-------- Listing
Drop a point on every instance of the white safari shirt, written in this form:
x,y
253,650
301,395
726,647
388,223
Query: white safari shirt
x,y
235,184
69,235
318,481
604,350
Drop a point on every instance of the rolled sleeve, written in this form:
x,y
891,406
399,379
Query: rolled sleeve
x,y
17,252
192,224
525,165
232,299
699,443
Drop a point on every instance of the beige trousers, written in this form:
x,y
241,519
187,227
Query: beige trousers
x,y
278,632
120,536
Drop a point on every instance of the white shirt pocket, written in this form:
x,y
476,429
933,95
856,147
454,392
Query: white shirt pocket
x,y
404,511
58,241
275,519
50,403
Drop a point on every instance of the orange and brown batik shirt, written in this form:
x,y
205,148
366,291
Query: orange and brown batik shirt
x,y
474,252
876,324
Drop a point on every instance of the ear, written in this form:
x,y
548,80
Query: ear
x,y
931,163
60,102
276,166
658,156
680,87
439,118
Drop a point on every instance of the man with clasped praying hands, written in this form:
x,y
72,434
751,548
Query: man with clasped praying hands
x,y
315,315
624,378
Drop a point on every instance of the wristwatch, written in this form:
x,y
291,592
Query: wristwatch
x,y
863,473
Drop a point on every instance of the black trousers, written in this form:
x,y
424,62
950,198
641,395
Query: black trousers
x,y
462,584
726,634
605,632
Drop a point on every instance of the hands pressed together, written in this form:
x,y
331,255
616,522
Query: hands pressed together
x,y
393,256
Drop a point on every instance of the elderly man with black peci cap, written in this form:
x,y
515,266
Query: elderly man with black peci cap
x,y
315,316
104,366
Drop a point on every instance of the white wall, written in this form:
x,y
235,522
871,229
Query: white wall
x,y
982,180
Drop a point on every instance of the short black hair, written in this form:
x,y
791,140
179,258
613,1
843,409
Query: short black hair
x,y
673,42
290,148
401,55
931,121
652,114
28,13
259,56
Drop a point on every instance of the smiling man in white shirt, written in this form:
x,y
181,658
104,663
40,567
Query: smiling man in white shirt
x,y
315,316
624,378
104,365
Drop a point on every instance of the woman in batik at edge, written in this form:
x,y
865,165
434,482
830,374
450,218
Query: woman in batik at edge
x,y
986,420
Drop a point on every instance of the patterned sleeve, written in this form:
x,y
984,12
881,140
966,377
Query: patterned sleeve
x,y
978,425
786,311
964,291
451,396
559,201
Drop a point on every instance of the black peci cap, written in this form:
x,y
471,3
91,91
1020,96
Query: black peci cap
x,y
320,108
----------------
- Problem
Please rewrite all of the rows above, changing "Drop a point on" to "Place a marker on" and leaving everything else as it is.

- Output for this task
Place a marker on every instance of the white safari shirt, written in this form:
x,y
253,650
301,395
726,647
388,223
Query: white safari shirt
x,y
235,184
69,235
318,481
604,350
Place a marker on every instance of the rolled sleeve, written in this form:
x,y
891,406
399,379
Query: rolled sleeve
x,y
17,252
192,224
525,165
232,299
699,443
Place a marker on every instance of the beige trousers, written in this form:
x,y
241,519
187,227
Query: beige trousers
x,y
278,632
120,536
Place a marker on every instance of the white shirt pocket, written in this form:
x,y
476,429
933,95
856,147
454,392
Query: white shirt pocket
x,y
404,511
58,241
275,519
50,403
Place a marker on every instance of the orange and brown batik shirt, written in this form:
x,y
205,148
366,291
Query: orange and brown batik shirt
x,y
474,252
876,324
Place a marker on every instance of the ear, written in this form:
x,y
548,80
Query: ear
x,y
931,163
60,102
276,166
658,156
680,87
439,118
Place a marker on every instance of the man with clasped praying hands, written in this form:
x,y
72,434
751,548
Query: man with clasped praying hands
x,y
315,315
624,378
Place a marker on every instance of the wristwatch, written in this form:
x,y
291,592
Query: wristwatch
x,y
863,473
Place a marker on every instance of the black trousers, written in this form:
x,y
424,62
950,198
641,395
Query: black trousers
x,y
462,584
726,634
605,632
Place a marker on every instance of the hands pressed together, written in this form:
x,y
331,255
616,522
Query: hands pressed together
x,y
393,256
Place a marker on every instance of the elderly man with black peci cap, written in this form:
x,y
515,266
Query: elderly man with black peci cap
x,y
315,316
104,366
Place a marker on every instance of the white wall, written in this form:
x,y
235,522
871,229
Query: white wall
x,y
982,180
Place a marker on every instance of the short black hair, written in this form:
x,y
791,140
179,258
613,1
843,409
Query: short black hair
x,y
673,42
290,148
401,55
931,121
652,114
28,13
259,56
Place a marker on every instance of the smiling man in white shirt, written in this form:
x,y
181,658
104,663
40,567
Query: smiling man in white shirt
x,y
315,316
624,378
104,365
Place a marker on every instance of the woman in batik at edge, written in this form:
x,y
865,165
434,482
830,374
450,218
Query: woman in batik at edge
x,y
986,420
Place a marker on every instance of the patterned sleeve, written in this form:
x,y
984,12
881,140
966,377
Query: patterned sleeve
x,y
978,425
786,311
964,291
451,396
559,201
Place a marker on every instance of the black peci cap, written in this form:
x,y
471,3
91,91
1020,96
Query: black peci cap
x,y
320,108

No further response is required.